#### [Exercise description]
Write out the full set of records exactly. Any pictures in them do not belong in the copy.

+-------+

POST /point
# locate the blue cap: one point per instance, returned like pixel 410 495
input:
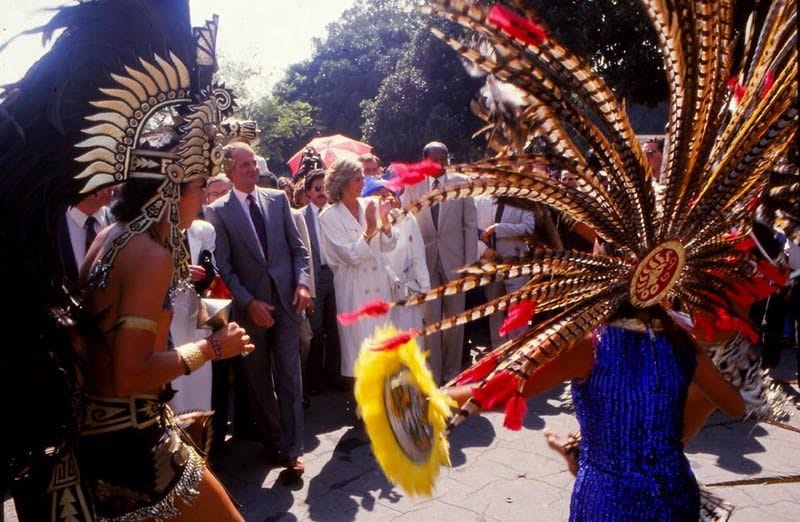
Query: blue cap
pixel 373 185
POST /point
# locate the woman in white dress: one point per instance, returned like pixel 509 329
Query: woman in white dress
pixel 355 234
pixel 406 264
pixel 193 390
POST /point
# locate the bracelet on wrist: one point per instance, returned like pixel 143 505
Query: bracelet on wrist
pixel 192 357
pixel 216 345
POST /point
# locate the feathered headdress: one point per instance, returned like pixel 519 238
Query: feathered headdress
pixel 731 118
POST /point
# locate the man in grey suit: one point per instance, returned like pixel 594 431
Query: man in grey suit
pixel 450 233
pixel 505 229
pixel 325 356
pixel 265 265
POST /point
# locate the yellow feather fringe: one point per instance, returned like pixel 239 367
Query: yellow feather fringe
pixel 372 368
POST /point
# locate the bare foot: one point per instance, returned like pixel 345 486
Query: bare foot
pixel 568 449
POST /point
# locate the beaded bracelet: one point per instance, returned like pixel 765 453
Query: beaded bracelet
pixel 192 357
pixel 216 345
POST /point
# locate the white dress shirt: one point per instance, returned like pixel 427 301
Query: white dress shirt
pixel 318 231
pixel 242 198
pixel 76 223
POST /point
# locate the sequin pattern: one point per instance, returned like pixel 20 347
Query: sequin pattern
pixel 630 409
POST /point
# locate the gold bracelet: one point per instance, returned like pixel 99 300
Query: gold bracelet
pixel 192 357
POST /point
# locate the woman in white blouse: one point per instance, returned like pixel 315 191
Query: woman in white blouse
pixel 355 234
pixel 406 264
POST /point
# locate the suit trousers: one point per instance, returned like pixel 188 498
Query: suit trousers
pixel 273 375
pixel 445 347
pixel 325 355
pixel 243 422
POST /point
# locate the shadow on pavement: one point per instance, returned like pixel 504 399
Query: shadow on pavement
pixel 349 482
pixel 730 441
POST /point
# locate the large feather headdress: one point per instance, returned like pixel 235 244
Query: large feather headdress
pixel 125 93
pixel 731 119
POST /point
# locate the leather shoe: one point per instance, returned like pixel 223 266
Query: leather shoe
pixel 296 466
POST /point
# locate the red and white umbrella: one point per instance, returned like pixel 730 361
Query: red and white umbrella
pixel 331 148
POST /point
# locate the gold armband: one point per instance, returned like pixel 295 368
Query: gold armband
pixel 136 323
pixel 192 357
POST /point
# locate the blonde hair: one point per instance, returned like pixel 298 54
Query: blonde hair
pixel 337 176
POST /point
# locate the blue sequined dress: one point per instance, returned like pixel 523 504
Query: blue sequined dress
pixel 630 409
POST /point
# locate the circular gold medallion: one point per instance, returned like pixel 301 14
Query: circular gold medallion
pixel 656 274
pixel 407 411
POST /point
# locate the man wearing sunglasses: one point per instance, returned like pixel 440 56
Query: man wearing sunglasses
pixel 324 355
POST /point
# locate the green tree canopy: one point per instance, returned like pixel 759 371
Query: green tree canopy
pixel 378 75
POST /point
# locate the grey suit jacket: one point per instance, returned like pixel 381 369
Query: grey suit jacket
pixel 240 259
pixel 455 242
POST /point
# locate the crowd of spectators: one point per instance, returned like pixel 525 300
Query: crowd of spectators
pixel 295 251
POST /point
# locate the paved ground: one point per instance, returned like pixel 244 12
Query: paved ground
pixel 496 475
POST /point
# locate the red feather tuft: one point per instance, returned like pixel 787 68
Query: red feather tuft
pixel 516 409
pixel 218 289
pixel 496 391
pixel 518 316
pixel 746 244
pixel 408 174
pixel 375 308
pixel 393 342
pixel 479 372
pixel 515 25
pixel 769 79
pixel 703 326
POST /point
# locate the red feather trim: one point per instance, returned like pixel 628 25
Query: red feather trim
pixel 408 174
pixel 479 372
pixel 703 326
pixel 496 391
pixel 745 244
pixel 218 289
pixel 516 409
pixel 518 316
pixel 515 25
pixel 393 342
pixel 375 308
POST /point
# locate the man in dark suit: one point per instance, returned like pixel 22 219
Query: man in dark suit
pixel 264 263
pixel 450 233
pixel 324 356
pixel 79 227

+-------+

#### [Exercise answer]
POST /point
# locate the blue cap: one point per instance, returned like pixel 410 495
input:
Query: blue cap
pixel 373 185
POST /point
# locate the woman in white dress: one point per instance, returned like pixel 509 329
Query: woman in white dress
pixel 355 234
pixel 406 264
pixel 193 390
POST /point
# locate the bracelet on wrist: one point per instance, returned like pixel 143 505
Query: bracelet on wrist
pixel 192 357
pixel 216 345
POST /point
# locate the feathered headdress: one point per instance, returned like pixel 519 238
Query: feathered headdress
pixel 731 118
POST /point
# locate the man in grey suit: one point per instance, returned like pixel 594 431
Query: man in grey suit
pixel 450 233
pixel 505 229
pixel 325 356
pixel 265 265
POST /point
# locate the yellow feather fringe: one point per instance, returned like pixel 239 367
Query: yellow feather fringe
pixel 372 368
POST /point
# locate the bare foot: one point per instance, returned like pixel 345 486
Query: bare foot
pixel 568 449
POST /point
# locate the beaded bracelet: one point per instance, returned like pixel 765 453
Query: beaded bracelet
pixel 192 357
pixel 216 345
POST /point
# locate the white dress shirt: one point per instance, returned like pixel 427 301
Query: white dress shirt
pixel 318 231
pixel 242 198
pixel 76 223
POST /point
# locate the sequin pattern: one point per instance, returned like pixel 20 347
Query: sequin pattern
pixel 630 409
POST /point
# locate the gold bracelet: one point per instance, returned like pixel 99 300
Query: gold bracelet
pixel 192 357
POST /point
# locate the woman in white blouse: one point per instance, returned like pixel 315 191
Query: woman in white blouse
pixel 355 234
pixel 406 264
POST /point
# locate the suit trousers: one point per instance, returned like pixel 188 498
Query: suit trousers
pixel 273 375
pixel 445 347
pixel 325 355
pixel 243 422
POST /point
# locate the shadow on pavement: one point per instance, returned like pixel 504 399
Query: shadow on pavement
pixel 349 482
pixel 730 441
POST /point
# locate the large feather headdress: one point per instance, returned like pixel 235 244
Query: large feather headdress
pixel 125 93
pixel 731 119
POST /point
# locate the leather shoe: one point per instance, returned like pixel 223 266
Query: leather shoe
pixel 296 466
POST /point
# locate the red and white umbrella: one point per instance, returned like pixel 730 361
Query: red and white umbrella
pixel 331 148
POST /point
# locate the gold armband: one point per instance, returned like pixel 295 368
Query: gold armband
pixel 136 323
pixel 192 357
POST /point
# locate the blonde hair: one point per instance, returned like pixel 298 54
Query: blonde hair
pixel 337 176
POST /point
# locate the blue sequined dress: one point per instance, returned like pixel 523 504
Query: blue sequined dress
pixel 630 409
POST /point
# locate the circular gold medallion: one point per instance, returned like pixel 301 14
Query: circular gold medallion
pixel 656 274
pixel 407 411
POST /point
# locate the man wearing sunglasses: one point per instance, returned like pixel 440 56
Query: man wearing sunglasses
pixel 324 355
POST /point
# locate the green tree canopy: one point per instance, returned like pixel 759 371
Query: green tree canopy
pixel 378 75
POST /point
# locate the grey suit jacket: one point per instance, returned like pixel 381 369
Query: grey suit jacket
pixel 240 259
pixel 455 242
POST /point
# locate the crowd of spectators: one point per instance, returned like pixel 525 300
Query: crowd of spectators
pixel 295 251
POST /point
# locate the paved ground: one point per instance, returned like pixel 244 12
Query: paved ground
pixel 496 475
POST /point
# locate the red feather tuft: one point per instance, returned like pixel 787 68
Query: red feather tuft
pixel 516 409
pixel 218 289
pixel 496 391
pixel 518 316
pixel 746 244
pixel 408 174
pixel 375 308
pixel 393 342
pixel 479 372
pixel 515 25
pixel 769 79
pixel 703 326
POST /point
# locate the red feather trim: one point per instance, returned like pixel 628 25
Query: red feather trim
pixel 408 174
pixel 479 372
pixel 703 326
pixel 496 391
pixel 745 244
pixel 218 289
pixel 516 409
pixel 518 316
pixel 515 25
pixel 393 342
pixel 375 308
POST /point
# locate the man in dark suit: one point per instance, returned like pixel 22 219
Query: man in dark suit
pixel 264 263
pixel 450 233
pixel 324 356
pixel 79 227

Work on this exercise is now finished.